Take the line containing "Query: beige jacket" and every line after it to the end of the data, and write them out exactly as they appear.
___ Excerpted data ___
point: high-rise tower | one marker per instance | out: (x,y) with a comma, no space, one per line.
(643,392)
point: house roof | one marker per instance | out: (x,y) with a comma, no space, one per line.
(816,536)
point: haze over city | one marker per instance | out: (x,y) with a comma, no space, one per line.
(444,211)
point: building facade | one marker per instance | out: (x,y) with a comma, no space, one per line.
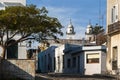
(18,51)
(77,59)
(113,36)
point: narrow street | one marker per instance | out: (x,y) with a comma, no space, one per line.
(73,77)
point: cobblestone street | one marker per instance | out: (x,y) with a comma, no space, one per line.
(73,77)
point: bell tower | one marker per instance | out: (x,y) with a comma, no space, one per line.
(70,33)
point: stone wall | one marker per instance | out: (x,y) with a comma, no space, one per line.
(24,69)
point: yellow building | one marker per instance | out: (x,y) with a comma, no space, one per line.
(113,32)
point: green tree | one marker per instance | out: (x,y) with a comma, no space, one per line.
(97,29)
(26,21)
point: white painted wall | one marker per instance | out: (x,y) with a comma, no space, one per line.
(59,53)
(17,1)
(94,68)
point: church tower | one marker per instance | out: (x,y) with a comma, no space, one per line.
(70,33)
(89,33)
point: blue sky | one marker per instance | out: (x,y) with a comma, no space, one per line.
(79,11)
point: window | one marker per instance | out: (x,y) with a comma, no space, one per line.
(92,58)
(74,62)
(114,14)
(68,63)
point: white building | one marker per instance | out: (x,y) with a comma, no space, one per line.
(85,60)
(89,33)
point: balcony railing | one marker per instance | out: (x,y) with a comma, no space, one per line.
(113,28)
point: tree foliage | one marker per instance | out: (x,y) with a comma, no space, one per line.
(97,29)
(26,20)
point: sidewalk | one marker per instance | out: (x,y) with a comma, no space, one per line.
(52,76)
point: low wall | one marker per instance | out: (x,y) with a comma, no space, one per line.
(24,69)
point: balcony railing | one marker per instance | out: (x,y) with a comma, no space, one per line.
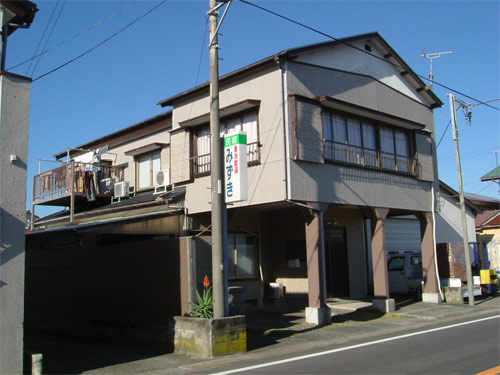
(201,163)
(348,154)
(59,182)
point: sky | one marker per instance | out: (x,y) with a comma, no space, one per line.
(125,71)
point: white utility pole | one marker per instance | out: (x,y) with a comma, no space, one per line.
(431,57)
(217,180)
(465,235)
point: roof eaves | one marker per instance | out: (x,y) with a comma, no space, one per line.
(311,47)
(171,100)
(117,133)
(450,190)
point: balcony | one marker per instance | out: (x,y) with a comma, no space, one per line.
(352,155)
(75,183)
(201,164)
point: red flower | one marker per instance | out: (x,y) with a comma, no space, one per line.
(206,282)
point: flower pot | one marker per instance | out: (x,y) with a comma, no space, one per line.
(203,338)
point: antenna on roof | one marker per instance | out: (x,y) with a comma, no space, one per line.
(431,57)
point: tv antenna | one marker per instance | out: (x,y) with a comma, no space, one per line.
(432,57)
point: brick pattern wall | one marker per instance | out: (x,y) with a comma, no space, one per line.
(180,170)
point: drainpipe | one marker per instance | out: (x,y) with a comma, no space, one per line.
(284,106)
(434,241)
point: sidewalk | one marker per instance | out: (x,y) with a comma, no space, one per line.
(272,332)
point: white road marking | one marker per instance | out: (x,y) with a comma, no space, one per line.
(299,358)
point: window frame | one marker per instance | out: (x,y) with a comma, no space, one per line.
(232,246)
(204,168)
(349,152)
(137,159)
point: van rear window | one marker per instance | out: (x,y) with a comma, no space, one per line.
(396,264)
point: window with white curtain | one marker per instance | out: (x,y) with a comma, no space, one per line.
(147,166)
(242,256)
(354,140)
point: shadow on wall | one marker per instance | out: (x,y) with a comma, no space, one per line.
(126,291)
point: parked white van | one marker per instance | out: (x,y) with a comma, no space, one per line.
(405,273)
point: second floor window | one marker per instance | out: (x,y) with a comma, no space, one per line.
(358,141)
(246,122)
(146,167)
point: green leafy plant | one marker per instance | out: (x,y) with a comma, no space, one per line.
(204,305)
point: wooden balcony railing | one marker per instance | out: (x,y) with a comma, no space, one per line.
(347,154)
(74,178)
(201,163)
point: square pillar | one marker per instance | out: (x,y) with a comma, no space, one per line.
(14,129)
(379,258)
(318,312)
(430,293)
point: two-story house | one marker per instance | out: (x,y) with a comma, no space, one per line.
(340,138)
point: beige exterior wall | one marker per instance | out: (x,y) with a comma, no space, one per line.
(180,153)
(266,181)
(492,239)
(316,181)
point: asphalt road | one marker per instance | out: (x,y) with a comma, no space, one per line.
(448,349)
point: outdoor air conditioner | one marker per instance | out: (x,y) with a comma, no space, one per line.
(161,180)
(121,189)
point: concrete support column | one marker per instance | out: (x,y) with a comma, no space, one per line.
(317,312)
(14,128)
(186,263)
(379,258)
(430,293)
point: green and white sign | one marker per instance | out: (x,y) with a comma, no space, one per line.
(235,167)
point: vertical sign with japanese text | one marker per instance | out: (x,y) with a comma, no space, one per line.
(235,167)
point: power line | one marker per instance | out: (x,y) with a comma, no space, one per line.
(358,49)
(50,34)
(468,155)
(101,43)
(42,37)
(75,36)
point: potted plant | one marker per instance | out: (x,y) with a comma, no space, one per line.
(202,335)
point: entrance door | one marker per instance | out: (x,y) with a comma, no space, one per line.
(337,267)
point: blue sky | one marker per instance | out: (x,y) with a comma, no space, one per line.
(119,83)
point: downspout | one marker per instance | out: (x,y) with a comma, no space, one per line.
(434,242)
(284,106)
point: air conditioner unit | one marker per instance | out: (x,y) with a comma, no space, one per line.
(106,186)
(121,189)
(161,180)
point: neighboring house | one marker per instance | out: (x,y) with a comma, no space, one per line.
(449,237)
(338,142)
(488,234)
(487,224)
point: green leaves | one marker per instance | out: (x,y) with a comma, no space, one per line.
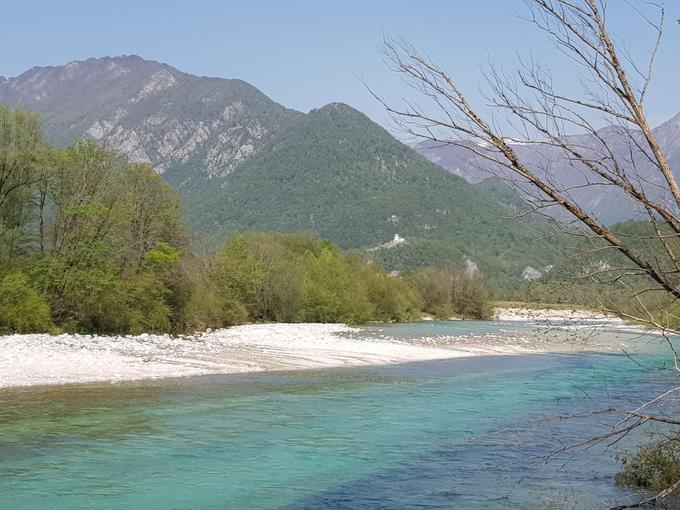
(22,308)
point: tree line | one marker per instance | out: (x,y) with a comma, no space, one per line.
(92,243)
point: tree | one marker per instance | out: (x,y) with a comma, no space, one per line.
(21,150)
(527,105)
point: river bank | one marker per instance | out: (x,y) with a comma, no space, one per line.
(40,359)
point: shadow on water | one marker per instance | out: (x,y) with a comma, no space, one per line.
(448,434)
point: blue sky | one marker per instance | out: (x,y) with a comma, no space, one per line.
(304,53)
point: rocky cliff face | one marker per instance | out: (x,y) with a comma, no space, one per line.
(151,112)
(245,163)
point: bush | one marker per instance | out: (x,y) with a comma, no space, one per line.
(448,293)
(655,466)
(22,308)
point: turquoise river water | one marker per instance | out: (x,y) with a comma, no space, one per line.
(458,434)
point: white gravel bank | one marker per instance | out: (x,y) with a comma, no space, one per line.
(27,360)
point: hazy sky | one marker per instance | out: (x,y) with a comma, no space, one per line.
(305,54)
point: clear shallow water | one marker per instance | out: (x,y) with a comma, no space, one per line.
(449,434)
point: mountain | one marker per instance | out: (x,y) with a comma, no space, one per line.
(604,202)
(243,162)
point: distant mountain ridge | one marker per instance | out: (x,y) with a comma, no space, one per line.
(606,203)
(244,162)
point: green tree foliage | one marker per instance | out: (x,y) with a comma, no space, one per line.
(22,308)
(285,277)
(654,466)
(452,293)
(92,243)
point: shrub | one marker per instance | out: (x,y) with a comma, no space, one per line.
(22,308)
(654,466)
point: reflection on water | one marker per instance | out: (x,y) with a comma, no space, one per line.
(449,434)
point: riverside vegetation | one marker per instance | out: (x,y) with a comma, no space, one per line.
(92,243)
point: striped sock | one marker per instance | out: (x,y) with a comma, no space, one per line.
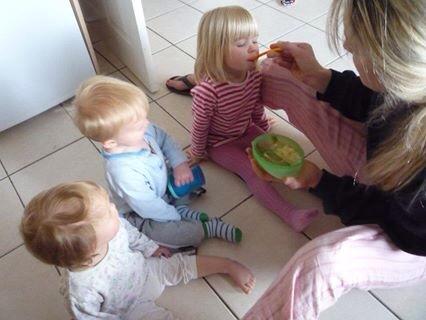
(216,228)
(187,213)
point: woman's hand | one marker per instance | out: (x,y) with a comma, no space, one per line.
(300,59)
(183,174)
(309,176)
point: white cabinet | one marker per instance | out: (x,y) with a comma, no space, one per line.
(43,57)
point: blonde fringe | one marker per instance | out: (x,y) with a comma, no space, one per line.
(386,28)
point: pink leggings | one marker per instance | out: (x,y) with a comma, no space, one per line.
(232,156)
(329,266)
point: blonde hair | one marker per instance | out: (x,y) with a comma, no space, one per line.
(217,30)
(394,33)
(105,104)
(57,225)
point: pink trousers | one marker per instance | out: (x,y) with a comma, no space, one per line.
(329,266)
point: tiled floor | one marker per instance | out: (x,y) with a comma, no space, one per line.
(48,149)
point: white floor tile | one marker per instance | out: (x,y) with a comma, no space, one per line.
(407,302)
(157,43)
(159,117)
(79,161)
(168,63)
(179,107)
(35,138)
(199,302)
(358,305)
(316,38)
(29,289)
(320,22)
(10,217)
(177,25)
(273,24)
(155,8)
(206,5)
(189,46)
(305,10)
(266,246)
(218,200)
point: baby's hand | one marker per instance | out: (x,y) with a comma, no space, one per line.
(192,160)
(182,174)
(162,252)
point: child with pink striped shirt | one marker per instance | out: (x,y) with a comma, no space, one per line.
(227,108)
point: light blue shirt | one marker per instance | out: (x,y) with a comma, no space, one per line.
(138,180)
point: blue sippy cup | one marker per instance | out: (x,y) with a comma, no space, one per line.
(183,190)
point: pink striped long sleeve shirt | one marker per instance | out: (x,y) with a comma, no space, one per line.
(222,112)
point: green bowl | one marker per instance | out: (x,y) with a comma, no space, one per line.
(264,148)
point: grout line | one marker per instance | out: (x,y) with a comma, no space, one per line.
(17,193)
(10,251)
(238,204)
(166,12)
(220,298)
(171,116)
(5,171)
(384,305)
(45,156)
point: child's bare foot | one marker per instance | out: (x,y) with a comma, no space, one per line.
(241,275)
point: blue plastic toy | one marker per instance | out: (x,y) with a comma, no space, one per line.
(186,189)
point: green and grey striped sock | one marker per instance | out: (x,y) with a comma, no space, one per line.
(216,228)
(187,213)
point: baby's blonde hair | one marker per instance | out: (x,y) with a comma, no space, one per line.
(393,34)
(105,104)
(57,225)
(217,30)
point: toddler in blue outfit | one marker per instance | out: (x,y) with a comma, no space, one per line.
(138,157)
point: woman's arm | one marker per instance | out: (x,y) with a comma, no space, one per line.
(346,93)
(400,214)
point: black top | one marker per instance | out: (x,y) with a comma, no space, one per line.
(401,214)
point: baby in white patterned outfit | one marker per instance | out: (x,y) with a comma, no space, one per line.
(111,270)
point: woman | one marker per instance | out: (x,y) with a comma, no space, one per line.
(374,132)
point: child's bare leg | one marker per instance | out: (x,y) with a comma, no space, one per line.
(241,275)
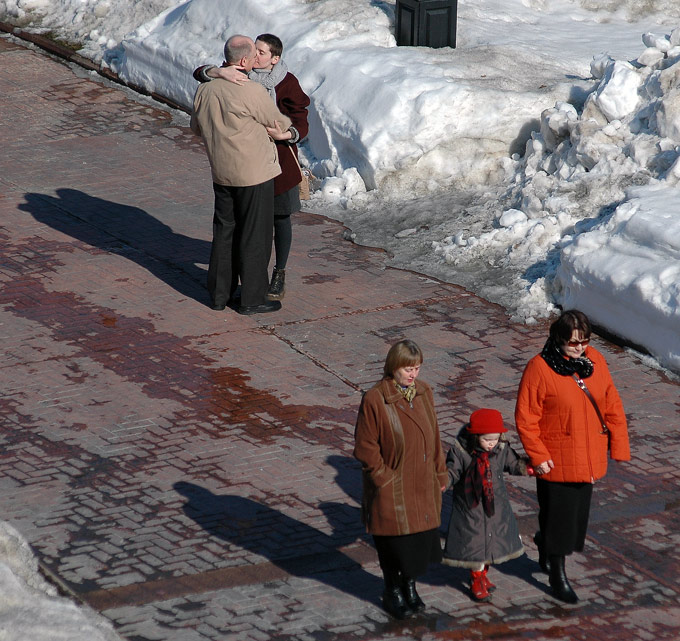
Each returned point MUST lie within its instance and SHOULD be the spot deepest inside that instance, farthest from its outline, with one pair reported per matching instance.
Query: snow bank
(30, 607)
(431, 116)
(582, 234)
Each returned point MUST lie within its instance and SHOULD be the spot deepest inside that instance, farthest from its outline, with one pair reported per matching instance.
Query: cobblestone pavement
(188, 473)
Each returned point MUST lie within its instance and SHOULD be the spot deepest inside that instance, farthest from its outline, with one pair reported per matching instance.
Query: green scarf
(408, 393)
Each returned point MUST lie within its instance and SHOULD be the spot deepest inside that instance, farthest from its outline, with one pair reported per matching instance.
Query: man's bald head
(240, 50)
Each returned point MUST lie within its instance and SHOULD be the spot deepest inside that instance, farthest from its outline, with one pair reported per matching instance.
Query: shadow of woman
(127, 231)
(295, 547)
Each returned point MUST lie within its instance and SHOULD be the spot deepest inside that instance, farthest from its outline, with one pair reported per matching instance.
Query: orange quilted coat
(556, 420)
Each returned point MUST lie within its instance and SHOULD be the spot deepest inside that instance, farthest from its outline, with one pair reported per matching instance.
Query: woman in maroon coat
(404, 474)
(284, 88)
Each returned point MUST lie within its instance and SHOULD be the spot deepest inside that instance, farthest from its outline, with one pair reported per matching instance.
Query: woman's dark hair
(572, 320)
(274, 42)
(402, 354)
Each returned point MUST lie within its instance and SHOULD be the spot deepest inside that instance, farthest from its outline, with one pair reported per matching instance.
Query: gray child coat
(473, 537)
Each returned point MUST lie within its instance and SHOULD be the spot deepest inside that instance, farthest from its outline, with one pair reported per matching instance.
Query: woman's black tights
(283, 238)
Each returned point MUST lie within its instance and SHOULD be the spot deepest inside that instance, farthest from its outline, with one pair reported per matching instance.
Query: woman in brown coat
(404, 474)
(567, 439)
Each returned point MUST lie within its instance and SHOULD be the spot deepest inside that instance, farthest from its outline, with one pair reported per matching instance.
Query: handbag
(581, 383)
(305, 177)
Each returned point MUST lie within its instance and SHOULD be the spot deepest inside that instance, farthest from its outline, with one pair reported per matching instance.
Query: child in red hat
(482, 529)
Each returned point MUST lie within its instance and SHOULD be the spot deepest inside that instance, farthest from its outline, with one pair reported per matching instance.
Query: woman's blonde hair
(402, 354)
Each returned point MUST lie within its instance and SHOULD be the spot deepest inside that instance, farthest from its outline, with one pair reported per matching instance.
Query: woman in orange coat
(404, 474)
(567, 438)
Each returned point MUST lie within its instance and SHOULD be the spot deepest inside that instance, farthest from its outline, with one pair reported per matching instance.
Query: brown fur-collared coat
(402, 460)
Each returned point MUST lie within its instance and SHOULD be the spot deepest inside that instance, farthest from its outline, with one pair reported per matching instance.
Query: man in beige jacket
(236, 123)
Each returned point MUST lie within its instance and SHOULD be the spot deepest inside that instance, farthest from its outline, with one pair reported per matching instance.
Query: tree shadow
(295, 547)
(128, 231)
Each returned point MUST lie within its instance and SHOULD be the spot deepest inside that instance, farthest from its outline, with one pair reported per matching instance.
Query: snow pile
(430, 116)
(574, 191)
(96, 25)
(30, 607)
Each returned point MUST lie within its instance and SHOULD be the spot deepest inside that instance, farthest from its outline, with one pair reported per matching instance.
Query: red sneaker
(478, 586)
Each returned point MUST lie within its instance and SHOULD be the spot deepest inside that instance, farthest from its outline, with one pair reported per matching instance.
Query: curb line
(71, 56)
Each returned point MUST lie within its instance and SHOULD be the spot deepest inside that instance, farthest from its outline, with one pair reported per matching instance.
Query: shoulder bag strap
(582, 385)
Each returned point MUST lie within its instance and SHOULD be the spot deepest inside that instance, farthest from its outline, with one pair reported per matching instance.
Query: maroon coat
(292, 102)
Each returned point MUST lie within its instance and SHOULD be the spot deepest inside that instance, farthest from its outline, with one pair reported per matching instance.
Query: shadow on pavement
(295, 547)
(127, 231)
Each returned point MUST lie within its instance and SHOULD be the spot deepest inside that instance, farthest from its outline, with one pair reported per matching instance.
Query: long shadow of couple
(300, 550)
(127, 231)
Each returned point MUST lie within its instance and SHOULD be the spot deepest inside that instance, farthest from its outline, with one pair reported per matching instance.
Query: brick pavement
(188, 473)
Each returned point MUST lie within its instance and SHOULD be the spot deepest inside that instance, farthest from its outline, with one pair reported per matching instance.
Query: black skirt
(563, 512)
(409, 554)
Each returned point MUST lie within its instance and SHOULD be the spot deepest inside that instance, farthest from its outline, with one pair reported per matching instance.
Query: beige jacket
(231, 119)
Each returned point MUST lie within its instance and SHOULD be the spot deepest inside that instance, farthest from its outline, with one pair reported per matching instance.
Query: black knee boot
(559, 582)
(543, 560)
(413, 600)
(393, 598)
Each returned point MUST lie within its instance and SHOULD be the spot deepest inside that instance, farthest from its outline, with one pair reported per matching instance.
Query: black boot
(559, 582)
(413, 600)
(393, 598)
(543, 559)
(277, 288)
___
Response to the exercise -
Query: beige jacket
(231, 119)
Each returned point MUST lie within its instance and SHOULD be the spot deepest inside that instance, farthest from its outline, with one pair reported per matching instance.
Query: black knee boot
(559, 582)
(543, 560)
(413, 600)
(393, 598)
Each returned point MUST lie within its instance and SHOULD be the spot deepest inside that instance, farthest from its outline, with one pair reported per matching instance.
Query: black boot
(559, 582)
(413, 600)
(393, 598)
(543, 559)
(277, 288)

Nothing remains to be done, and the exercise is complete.